─── Records shown

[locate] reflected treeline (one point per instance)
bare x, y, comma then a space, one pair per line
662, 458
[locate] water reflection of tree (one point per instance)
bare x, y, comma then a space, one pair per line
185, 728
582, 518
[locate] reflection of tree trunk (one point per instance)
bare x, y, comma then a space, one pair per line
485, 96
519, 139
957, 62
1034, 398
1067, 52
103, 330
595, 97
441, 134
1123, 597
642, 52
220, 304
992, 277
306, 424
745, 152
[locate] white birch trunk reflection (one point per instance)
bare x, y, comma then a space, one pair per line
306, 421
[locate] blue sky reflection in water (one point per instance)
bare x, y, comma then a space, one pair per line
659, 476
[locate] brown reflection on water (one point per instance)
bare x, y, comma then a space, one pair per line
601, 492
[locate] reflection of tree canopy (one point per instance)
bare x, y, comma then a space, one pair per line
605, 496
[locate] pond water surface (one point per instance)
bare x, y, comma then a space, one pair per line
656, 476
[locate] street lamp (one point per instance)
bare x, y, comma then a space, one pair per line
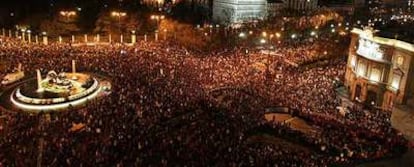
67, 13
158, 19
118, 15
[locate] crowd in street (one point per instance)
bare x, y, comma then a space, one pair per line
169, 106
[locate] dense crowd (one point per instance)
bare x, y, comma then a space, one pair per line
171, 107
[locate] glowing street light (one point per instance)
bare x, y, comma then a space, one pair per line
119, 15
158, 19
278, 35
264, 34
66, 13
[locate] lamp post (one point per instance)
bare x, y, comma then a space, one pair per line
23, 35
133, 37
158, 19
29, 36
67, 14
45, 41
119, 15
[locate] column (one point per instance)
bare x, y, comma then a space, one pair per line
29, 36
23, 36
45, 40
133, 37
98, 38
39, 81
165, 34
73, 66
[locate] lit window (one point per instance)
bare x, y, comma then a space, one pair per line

──────

# Work to do
Write out all of the data above word for word, omitting the pictures.

# Written solution
[locate] reflected treeline (one point per instance)
bare x, y, comma then a space, one pair per line
662, 458
[locate] water reflection of tree (one point per instance)
bare x, y, comma then a space, one pair per line
185, 728
582, 518
[locate] reflection of tree trunk (one point per instance)
bare x, y, comma then a space, one pair per line
485, 96
519, 139
957, 62
1034, 398
1067, 52
103, 330
595, 97
441, 134
1123, 597
642, 52
220, 304
992, 277
306, 424
745, 152
[locate] white birch trunk reflection (one point per instance)
bare x, y, comma then a space, one pair per line
306, 421
[locate] blue sky reflection in water (one point per instance)
bare x, y, comma then a space, one pair per line
659, 476
[locate] brown reflection on water (one point per instance)
bare x, y, comma then a space, one pair per line
601, 492
[locate] reflection of tree canopy (one point per instance)
bare x, y, comma then a space, one pair per line
605, 496
[locate] pond water surface (one point per instance)
bare x, y, comma then a space, one pair per line
656, 476
[locate] street lamp (one point per instance)
bare x, y, comma then a space, one pair per line
67, 13
158, 19
118, 15
[locate] crowd in street (one point per instance)
bare x, y, comma then a space, one pair per line
169, 106
[locate] dense crowd (one point per instance)
bare x, y, comma then a space, one pair per line
171, 107
[locate] glowing street light (one point per instance)
bare x, y, comma then a space, one pair per line
119, 15
158, 19
278, 35
264, 34
66, 13
[locate] lamp post (one point per instance)
bare x, y, comma then a space, one pair per line
23, 35
133, 37
158, 19
29, 36
67, 14
45, 41
119, 15
[locate] column (one point per instance)
bare x, y, comma then a space, one pair per line
29, 36
23, 36
45, 40
133, 37
98, 38
39, 81
165, 34
73, 66
[locate] lit window (one point per instance)
bare x, y, comma then a space, one pair per line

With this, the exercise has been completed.